**Document excerpt**
A spatial model of UK floodplain development. At first a medieval arched causeway from the town (A) was followed by isolated housing (B) along the approach; then Early Modern field enclosure, compartmentalizing the floodplain (C); and finally in Kondratieff phases housing estate/factory infilled the floodplain (D), ultimately with retrospective flood defences (E).

Figure 7.

The upward translation in time of power over territory, with feedbacks passing down locally to generate floodplain morphophagia.

But as Moore (2011) has suggested, developments also reflect Marxist changing notions of value and of metabolic rift. The broad environmental decoding and recoding for the opposed values of capitalism (the sanctity of property and capital described in Section III above) has been characterized by an under-theorization of socio-physical environmental history. We here suggest that historical surges in floodplain development relate to periods when several drivers came into alignment: capital availability, land made available and novel technologies – but especially changing perceptions of value and consequent land re-purposing. For physical floodplain change, these became the mid-to late-modern socio-physical equivalent of explanatory drivers for naturally determined flood-rich periods and floodplain change (Lewin and Macklin, 2010; Toonen et al., 2017; Blöschl et al., 2020).

Unfortunately, the near-permanent physical inheritances from territorialisation episodes under capitalism now leave us ill-prepared for changing and unanticipated environmental dynamics that do not respond to short-term capitalist drivers (Guattari, 1989; DeLanda, 2006). Technocracies are, by their nature, ideological – centring also on the application of ‘scientific’ methods to social problems (Friedman, 2020). Coupled with a protection-of-value system that emphasises property and capital value, technocracies have tended to divide and ‘squeeze out’ adjunct social values, historic affiliations and environmental challenges that are deemed not to contribute towards, or add to, the capital or property values of their day. The extensions, or encroachments, of the environment (floods) into territories containing such emphasised values, whilst clearly influential, have been treated as circumstantial inconveniences.

**Data provided**
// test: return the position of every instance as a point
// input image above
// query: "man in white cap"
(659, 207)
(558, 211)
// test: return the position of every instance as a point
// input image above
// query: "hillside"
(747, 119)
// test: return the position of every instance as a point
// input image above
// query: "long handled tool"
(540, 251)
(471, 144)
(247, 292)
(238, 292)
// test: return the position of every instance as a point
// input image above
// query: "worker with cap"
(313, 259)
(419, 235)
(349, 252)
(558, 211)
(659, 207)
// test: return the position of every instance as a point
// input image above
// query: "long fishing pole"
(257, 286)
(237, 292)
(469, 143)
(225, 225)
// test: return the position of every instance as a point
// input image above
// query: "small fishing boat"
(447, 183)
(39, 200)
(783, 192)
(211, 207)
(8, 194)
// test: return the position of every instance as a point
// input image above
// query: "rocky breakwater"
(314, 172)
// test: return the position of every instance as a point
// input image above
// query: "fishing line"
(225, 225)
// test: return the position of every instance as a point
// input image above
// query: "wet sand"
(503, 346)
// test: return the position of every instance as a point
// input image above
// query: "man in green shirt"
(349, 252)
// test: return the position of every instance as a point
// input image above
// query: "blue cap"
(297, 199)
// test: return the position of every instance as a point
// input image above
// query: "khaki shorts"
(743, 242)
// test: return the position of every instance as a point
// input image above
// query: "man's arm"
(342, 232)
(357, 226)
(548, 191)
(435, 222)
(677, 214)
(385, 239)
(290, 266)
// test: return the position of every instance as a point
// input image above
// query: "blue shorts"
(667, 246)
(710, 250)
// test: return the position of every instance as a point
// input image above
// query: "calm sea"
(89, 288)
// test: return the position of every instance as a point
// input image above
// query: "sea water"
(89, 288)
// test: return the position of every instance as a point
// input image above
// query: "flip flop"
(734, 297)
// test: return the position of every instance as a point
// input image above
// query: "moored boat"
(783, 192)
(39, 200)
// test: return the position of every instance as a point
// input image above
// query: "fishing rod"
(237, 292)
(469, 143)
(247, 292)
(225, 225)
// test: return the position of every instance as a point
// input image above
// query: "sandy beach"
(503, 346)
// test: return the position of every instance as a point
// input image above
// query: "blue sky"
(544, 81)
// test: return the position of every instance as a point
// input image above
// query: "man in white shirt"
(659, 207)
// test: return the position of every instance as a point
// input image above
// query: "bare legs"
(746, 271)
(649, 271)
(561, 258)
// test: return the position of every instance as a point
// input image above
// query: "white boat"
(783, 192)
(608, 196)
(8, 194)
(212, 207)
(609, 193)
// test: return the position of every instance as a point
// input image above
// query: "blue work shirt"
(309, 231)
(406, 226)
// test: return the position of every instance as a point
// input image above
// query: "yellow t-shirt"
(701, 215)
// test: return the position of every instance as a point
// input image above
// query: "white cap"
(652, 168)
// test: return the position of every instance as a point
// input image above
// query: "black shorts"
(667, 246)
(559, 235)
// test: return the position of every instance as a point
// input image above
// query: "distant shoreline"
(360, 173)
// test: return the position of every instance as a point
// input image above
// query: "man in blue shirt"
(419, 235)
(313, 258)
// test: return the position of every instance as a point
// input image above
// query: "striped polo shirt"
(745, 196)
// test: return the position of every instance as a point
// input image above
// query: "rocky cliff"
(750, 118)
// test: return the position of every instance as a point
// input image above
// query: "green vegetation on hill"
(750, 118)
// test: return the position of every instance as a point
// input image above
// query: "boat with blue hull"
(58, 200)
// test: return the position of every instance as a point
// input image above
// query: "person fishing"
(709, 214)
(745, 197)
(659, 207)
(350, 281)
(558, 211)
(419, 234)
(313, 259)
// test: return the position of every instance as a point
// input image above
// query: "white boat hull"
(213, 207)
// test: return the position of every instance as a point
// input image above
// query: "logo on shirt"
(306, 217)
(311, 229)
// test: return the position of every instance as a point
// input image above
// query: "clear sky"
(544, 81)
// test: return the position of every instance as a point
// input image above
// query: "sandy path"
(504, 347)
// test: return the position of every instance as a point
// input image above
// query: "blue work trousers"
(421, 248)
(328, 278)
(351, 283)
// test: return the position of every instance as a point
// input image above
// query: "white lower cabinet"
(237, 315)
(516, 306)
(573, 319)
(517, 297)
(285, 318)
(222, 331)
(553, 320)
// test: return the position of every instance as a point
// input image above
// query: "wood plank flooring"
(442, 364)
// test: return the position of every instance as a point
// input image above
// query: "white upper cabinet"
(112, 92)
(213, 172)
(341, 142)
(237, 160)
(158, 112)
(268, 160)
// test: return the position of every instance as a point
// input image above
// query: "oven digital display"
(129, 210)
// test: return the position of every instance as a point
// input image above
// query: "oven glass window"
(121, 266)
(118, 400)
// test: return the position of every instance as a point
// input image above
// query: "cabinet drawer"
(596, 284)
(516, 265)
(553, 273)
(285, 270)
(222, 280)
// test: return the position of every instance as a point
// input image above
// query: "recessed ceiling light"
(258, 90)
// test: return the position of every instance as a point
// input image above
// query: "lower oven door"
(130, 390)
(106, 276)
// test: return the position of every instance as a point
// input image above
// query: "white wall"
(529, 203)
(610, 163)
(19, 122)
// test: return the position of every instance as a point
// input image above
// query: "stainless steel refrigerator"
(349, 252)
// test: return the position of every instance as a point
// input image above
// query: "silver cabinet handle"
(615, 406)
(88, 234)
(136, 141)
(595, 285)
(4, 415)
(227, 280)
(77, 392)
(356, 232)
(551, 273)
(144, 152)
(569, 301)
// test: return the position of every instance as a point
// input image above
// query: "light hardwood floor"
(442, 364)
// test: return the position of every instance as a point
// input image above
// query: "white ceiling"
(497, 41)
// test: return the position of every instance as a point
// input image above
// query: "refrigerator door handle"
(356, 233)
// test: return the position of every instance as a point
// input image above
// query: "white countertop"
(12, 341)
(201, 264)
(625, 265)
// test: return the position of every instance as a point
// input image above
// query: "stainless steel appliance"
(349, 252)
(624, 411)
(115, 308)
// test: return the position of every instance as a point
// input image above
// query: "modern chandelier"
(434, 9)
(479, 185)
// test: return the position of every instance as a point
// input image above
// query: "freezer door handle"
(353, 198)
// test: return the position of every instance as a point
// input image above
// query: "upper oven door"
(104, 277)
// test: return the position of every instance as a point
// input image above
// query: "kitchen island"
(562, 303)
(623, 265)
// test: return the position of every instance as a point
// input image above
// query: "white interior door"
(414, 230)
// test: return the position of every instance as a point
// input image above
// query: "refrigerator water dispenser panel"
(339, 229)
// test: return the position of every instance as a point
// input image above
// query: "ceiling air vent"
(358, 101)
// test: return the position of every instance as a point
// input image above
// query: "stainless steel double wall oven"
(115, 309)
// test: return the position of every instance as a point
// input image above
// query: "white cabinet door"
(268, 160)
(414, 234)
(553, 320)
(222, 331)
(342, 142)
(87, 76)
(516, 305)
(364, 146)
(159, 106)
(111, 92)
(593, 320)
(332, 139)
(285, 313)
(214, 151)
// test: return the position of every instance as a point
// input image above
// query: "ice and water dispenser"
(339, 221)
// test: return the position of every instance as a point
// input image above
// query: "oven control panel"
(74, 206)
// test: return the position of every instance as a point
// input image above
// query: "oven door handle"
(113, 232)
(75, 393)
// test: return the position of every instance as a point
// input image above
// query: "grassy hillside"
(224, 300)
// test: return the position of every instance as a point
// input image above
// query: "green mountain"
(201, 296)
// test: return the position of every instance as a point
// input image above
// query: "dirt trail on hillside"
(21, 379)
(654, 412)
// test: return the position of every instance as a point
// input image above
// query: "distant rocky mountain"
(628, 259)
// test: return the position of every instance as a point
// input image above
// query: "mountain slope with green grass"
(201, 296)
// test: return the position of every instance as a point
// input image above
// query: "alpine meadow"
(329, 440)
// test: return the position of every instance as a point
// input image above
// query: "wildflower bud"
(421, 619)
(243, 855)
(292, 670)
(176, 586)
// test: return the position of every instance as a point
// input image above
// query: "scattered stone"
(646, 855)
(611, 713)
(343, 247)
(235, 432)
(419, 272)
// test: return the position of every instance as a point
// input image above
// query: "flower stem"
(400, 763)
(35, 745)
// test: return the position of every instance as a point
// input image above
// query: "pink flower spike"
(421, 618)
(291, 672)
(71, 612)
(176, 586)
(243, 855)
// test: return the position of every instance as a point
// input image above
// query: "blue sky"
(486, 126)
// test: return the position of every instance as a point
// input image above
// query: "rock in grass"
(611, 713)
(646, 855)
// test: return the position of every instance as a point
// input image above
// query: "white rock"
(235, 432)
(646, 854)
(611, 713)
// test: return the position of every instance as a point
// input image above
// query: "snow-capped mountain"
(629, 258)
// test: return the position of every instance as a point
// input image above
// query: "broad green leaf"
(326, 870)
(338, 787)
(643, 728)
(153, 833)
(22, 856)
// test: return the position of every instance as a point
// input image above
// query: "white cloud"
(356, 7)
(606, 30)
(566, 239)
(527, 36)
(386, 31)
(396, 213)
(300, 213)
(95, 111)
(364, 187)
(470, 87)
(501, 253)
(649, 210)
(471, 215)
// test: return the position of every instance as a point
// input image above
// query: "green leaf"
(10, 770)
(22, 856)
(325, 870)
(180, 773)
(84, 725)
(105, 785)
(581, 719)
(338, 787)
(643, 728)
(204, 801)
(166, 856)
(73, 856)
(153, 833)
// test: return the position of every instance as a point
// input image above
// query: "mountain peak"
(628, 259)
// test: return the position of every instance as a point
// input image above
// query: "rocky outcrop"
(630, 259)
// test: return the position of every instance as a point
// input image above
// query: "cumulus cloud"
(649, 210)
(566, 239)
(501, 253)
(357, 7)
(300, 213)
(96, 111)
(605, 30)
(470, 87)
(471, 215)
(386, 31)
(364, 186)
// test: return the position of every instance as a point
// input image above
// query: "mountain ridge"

**Exercise**
List every cited work in the floodplain development text by author and year. The material comes from a source separate from the text.

**Result of the task**
Moore (2011)
Lewin and Macklin (2010)
Toonen et al. (2017)
Blöschl et al. (2020)
Guattari (1989)
DeLanda (2006)
Friedman (2020)